Record excerpts:
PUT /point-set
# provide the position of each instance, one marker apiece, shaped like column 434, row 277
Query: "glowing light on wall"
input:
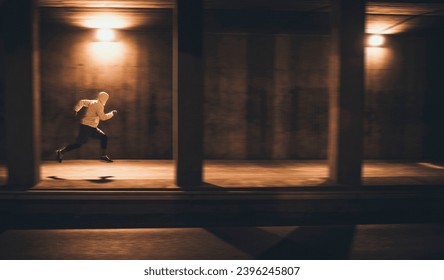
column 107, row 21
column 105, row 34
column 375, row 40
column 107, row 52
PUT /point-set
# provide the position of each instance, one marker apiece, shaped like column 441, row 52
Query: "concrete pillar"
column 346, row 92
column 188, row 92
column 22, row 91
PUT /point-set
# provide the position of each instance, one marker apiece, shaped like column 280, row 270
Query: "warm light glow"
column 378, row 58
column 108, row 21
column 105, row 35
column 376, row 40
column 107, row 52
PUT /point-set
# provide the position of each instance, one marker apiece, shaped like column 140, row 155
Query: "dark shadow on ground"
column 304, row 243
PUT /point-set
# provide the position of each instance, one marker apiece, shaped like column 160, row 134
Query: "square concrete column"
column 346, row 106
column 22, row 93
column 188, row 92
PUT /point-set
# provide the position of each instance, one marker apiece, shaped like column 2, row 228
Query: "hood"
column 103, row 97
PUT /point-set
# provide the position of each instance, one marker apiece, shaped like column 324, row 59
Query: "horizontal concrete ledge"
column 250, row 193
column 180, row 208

==

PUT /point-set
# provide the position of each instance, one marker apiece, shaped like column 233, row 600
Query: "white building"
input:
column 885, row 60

Directions: Filter the records and copy every line that contains the string "light".

The solution:
Query: "glowing light on wall"
Query: "warm light glow"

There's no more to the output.